● Source passage:
Maybe you don't need to return to frozen stocks, if you identify some good colonies as starters for a new culture... defined conditions are trickier, but if you maintain a culture on matrigel with conditioned medium it can serve as a mother culture for the experimental plates (shorter cultures...)
After reading all comments, MEF should be easy to grow, inactivate and attach... which problem have you had with MEF? if a vial was unsuccessfully frozen or thawed, obviously the first thing to do was to practice that before attempting any reprogramming... anyway, you could seed feeders on a separate plate, and once attached, change their medium for the stem cell medium, and harvest that for ten consecutive days to use it as conditioned to reseed your ebs after mechanical dissociation over matrigel or vitronectin or collagen... any pluripotent cell remaining will grow again... good luck.
I wonder if you could upload a picture or two of your cells. It would help us to diagnose what issues you might be having. It can be possible to save cultures that have a lot of diff through a pick to keep method. I've found selection of colonies is easier to do with a feeder-free medium as it easier to distinguish between differentiated and undifferentiated cells (feeder cells look very similar to differentiated PSCs). mTeSR1 and TeSR-E8 should work very well for your purposes.
these are the images of my cells which got differentiated after 2-3 days culturing on gelatin in IPSC Media.As i mentioned before,I lost my MEF feeder cells so had to culture the cells on gelatin coated surface without any kind feeder layers,
unfortunately, I confronted recently with a sort of contamination which deformed them and cause me to suddenly lose them, these are the morphology of my contaminated cells. could you please let me know which kind of the contamination is this and how I could get rid of it?

● Assignment:
Write the next part of the discussion of stem cell culture, picking up right after its final sentence. The items that come next are separate material, unrelated to the discussion of stem cell culture.

● Exercise data:

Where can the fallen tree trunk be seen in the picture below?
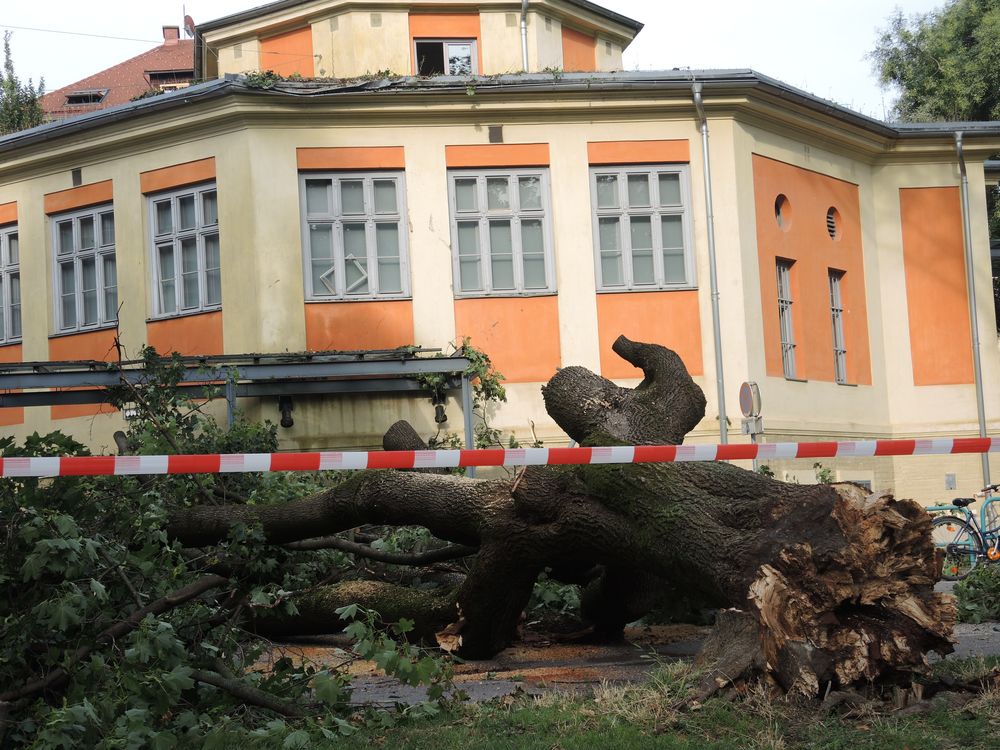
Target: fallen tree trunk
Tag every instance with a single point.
(835, 587)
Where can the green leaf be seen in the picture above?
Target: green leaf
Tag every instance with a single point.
(297, 739)
(347, 613)
(98, 590)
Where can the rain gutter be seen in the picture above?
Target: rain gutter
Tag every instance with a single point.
(720, 384)
(970, 281)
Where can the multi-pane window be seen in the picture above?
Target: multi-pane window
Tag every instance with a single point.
(837, 316)
(10, 286)
(641, 227)
(355, 235)
(453, 57)
(86, 275)
(186, 264)
(784, 270)
(500, 232)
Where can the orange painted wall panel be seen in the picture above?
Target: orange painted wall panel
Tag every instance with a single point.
(349, 157)
(85, 195)
(668, 318)
(937, 297)
(8, 213)
(93, 345)
(12, 416)
(579, 51)
(177, 175)
(352, 326)
(288, 54)
(521, 334)
(639, 152)
(497, 155)
(804, 239)
(190, 335)
(445, 26)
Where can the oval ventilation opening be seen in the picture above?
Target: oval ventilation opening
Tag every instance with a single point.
(783, 212)
(833, 223)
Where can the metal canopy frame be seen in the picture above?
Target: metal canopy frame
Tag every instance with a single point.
(243, 376)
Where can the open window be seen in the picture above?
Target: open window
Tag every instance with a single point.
(453, 57)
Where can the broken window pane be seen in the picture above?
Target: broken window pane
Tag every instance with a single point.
(460, 59)
(318, 197)
(387, 249)
(607, 191)
(531, 193)
(352, 196)
(385, 196)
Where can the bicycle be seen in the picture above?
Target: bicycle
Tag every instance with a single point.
(965, 539)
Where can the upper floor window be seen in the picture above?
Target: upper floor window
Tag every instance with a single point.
(501, 232)
(641, 228)
(354, 235)
(10, 286)
(186, 265)
(453, 57)
(837, 317)
(86, 274)
(787, 330)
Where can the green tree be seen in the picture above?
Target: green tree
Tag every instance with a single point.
(20, 103)
(943, 63)
(944, 66)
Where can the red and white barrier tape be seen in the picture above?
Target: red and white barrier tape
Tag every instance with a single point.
(638, 454)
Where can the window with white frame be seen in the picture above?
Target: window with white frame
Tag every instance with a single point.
(86, 274)
(186, 264)
(10, 286)
(641, 230)
(784, 273)
(453, 57)
(501, 232)
(355, 235)
(837, 317)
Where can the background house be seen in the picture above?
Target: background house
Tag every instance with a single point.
(541, 214)
(164, 68)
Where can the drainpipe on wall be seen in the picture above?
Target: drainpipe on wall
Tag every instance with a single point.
(713, 274)
(524, 35)
(973, 317)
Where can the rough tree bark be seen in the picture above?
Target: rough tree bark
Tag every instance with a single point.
(828, 586)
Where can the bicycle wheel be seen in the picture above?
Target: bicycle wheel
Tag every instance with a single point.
(960, 544)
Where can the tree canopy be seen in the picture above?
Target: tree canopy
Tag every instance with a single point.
(20, 103)
(943, 63)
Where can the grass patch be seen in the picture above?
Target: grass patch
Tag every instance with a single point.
(635, 717)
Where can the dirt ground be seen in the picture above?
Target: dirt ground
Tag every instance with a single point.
(537, 663)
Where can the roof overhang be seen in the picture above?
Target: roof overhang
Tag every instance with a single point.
(741, 94)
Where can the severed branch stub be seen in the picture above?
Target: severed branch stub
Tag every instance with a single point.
(829, 587)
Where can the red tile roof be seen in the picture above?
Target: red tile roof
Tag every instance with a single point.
(172, 61)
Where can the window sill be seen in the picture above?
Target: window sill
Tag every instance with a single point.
(505, 295)
(334, 300)
(186, 314)
(81, 331)
(641, 290)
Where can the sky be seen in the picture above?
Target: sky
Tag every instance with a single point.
(816, 45)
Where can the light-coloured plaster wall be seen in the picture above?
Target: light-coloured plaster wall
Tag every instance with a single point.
(810, 409)
(609, 55)
(544, 42)
(248, 60)
(501, 42)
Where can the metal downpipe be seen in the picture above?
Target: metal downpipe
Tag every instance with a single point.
(524, 35)
(970, 281)
(720, 384)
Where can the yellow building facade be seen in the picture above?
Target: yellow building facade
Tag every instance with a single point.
(541, 215)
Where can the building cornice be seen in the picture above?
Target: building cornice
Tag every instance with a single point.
(741, 95)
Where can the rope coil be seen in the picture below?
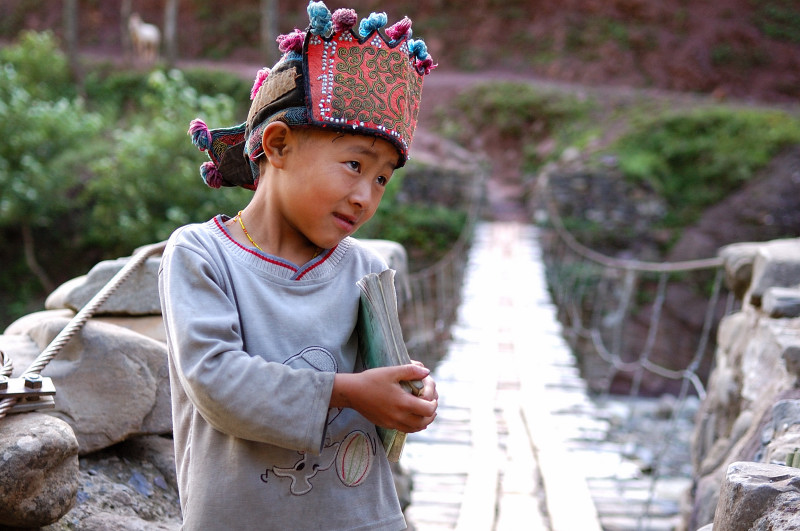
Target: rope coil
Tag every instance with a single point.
(80, 319)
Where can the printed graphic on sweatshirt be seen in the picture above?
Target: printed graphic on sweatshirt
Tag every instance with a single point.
(352, 456)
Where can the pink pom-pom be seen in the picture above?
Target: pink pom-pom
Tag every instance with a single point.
(261, 76)
(293, 42)
(426, 65)
(397, 30)
(201, 136)
(210, 174)
(344, 19)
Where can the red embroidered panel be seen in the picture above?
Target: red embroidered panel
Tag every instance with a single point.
(368, 85)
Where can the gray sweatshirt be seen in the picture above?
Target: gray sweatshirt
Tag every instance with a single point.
(254, 342)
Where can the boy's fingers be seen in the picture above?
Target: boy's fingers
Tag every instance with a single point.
(412, 371)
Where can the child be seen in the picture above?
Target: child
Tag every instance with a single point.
(274, 421)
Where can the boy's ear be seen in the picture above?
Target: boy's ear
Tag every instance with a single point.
(274, 141)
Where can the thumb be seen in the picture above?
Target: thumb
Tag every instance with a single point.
(412, 372)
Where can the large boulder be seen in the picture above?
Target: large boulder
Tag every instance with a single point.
(38, 470)
(137, 295)
(111, 383)
(759, 496)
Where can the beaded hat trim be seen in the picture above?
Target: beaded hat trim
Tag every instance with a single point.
(331, 76)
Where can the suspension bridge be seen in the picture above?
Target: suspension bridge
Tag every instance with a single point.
(522, 435)
(525, 435)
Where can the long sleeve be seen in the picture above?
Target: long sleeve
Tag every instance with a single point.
(237, 392)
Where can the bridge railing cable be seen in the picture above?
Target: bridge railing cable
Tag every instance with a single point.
(636, 327)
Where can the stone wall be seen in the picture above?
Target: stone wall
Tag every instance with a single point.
(749, 422)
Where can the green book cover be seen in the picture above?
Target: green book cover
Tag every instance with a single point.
(380, 342)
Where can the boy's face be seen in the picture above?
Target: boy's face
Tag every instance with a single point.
(333, 183)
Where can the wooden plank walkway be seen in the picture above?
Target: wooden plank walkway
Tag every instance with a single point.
(495, 457)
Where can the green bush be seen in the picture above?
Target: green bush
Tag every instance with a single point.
(148, 183)
(696, 158)
(40, 67)
(86, 180)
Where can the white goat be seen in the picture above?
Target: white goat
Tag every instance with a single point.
(145, 39)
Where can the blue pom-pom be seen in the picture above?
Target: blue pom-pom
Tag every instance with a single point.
(374, 22)
(320, 18)
(418, 48)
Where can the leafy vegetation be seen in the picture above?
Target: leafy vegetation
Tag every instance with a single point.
(778, 19)
(519, 115)
(693, 159)
(92, 171)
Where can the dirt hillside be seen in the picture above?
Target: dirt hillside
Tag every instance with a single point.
(743, 49)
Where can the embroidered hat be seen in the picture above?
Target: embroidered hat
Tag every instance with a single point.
(330, 76)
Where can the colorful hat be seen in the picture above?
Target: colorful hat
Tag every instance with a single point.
(330, 76)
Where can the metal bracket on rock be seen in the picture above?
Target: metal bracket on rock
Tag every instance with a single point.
(32, 392)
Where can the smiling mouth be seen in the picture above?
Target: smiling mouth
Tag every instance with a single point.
(347, 219)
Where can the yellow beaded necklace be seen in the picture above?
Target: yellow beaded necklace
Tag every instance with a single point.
(241, 224)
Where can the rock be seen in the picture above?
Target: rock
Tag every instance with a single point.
(38, 469)
(111, 383)
(137, 295)
(106, 521)
(26, 322)
(782, 302)
(776, 264)
(738, 261)
(151, 326)
(759, 496)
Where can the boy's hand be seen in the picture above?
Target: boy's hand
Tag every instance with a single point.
(377, 394)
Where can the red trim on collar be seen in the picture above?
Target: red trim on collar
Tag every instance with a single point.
(327, 255)
(254, 253)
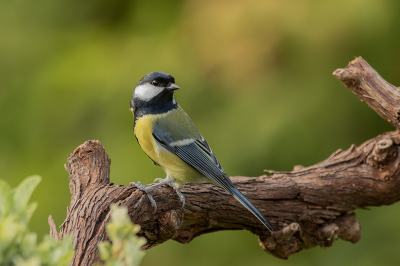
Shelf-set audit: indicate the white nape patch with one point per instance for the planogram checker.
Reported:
(182, 142)
(147, 92)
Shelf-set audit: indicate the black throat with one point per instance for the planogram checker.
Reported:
(160, 104)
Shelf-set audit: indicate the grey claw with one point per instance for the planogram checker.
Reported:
(143, 188)
(181, 197)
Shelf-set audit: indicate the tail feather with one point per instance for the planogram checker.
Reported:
(245, 202)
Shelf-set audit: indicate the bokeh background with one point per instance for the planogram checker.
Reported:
(256, 78)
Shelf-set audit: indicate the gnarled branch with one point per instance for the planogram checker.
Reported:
(310, 206)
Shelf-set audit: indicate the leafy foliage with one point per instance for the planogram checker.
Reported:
(125, 249)
(18, 246)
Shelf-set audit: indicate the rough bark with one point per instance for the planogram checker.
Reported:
(309, 207)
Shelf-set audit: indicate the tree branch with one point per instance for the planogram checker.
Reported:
(310, 206)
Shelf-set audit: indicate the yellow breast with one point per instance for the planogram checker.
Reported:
(169, 162)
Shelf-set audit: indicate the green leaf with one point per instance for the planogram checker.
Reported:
(6, 198)
(23, 192)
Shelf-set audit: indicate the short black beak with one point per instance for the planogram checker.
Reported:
(173, 86)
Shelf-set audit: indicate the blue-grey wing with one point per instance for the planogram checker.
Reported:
(195, 152)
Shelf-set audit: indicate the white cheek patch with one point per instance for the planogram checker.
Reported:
(182, 142)
(147, 92)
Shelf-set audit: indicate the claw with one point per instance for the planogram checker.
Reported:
(143, 188)
(167, 181)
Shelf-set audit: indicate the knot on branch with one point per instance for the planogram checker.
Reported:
(292, 238)
(383, 153)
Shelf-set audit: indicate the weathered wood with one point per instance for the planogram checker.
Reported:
(309, 207)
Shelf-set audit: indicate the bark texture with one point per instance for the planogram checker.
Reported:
(308, 207)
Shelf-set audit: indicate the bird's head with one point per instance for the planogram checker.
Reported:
(155, 89)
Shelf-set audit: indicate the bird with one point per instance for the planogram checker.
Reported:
(170, 139)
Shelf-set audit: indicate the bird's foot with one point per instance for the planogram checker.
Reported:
(166, 181)
(147, 190)
(175, 186)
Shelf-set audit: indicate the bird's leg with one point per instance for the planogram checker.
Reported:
(166, 181)
(175, 186)
(143, 188)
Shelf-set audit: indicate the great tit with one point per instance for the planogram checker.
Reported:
(168, 136)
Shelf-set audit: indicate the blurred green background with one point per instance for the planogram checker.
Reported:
(256, 78)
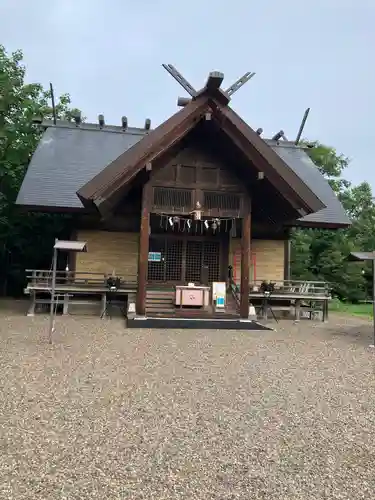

● The answer:
Hi, those feeders can look the same when at any point they have remained dry for too long... any incidental toxicity, mitomycin residuals or anything similar... it could be too much mitomycin as well, so more than inactive they were posed to die when they were frozen or plated...i don't see the infective agent surrounding the cells, which i should if it would have been in the culture enough time to kill the cells... unless you have washed the plate a lot before taking the picture and browsed for a clean area...
as i said before, if you don't have feeders you need another coating different from gelatin... the easiest one is matrigel from invitrogen or other source... if you don't have conditioned media from feeders or other source of feeders you may want to disrupt those balls mechanically or with triple select and freeze them, remembering to add rock inhibitor if they are human, until you have feeders ready... if they are mouse they have a chance to grow on matrigel with regular iPS media, maybe increasing LIF concentration... but if they are human and are being derived now after reprogramming, unfortunately with that support they won't form colonies.... but if you pull a glass pipette and manage to cut them mechanically and the 'balls' are 'foamy', they are pluripotent and you can save them... the balls on the first pictures can be ok, and the third one is trickier in my opinion...
Thanks Dear Mavi. As I have another plate of tansfected cells with normal morphology,I was wondering if you could let me know what is the triple select and as I have no rock inhibitor could I ignore it?
So,In your idea the ball in the first image is pluripotent one?I was thinking that it is EB and the third one can be consider as the ipsc!
Yes, your iPSCs look very differentiated. I would recommend thawing some new cells. Additionally, you should look into what components of your previous culture system might have been causing the differentiation... of course this is difficult when you don't have a control of a culture that is working! Anyway, I think mTeSR or another commercially prep'd medium would be a good option so you can be sure all the components are quality controlled for use with iPSCs.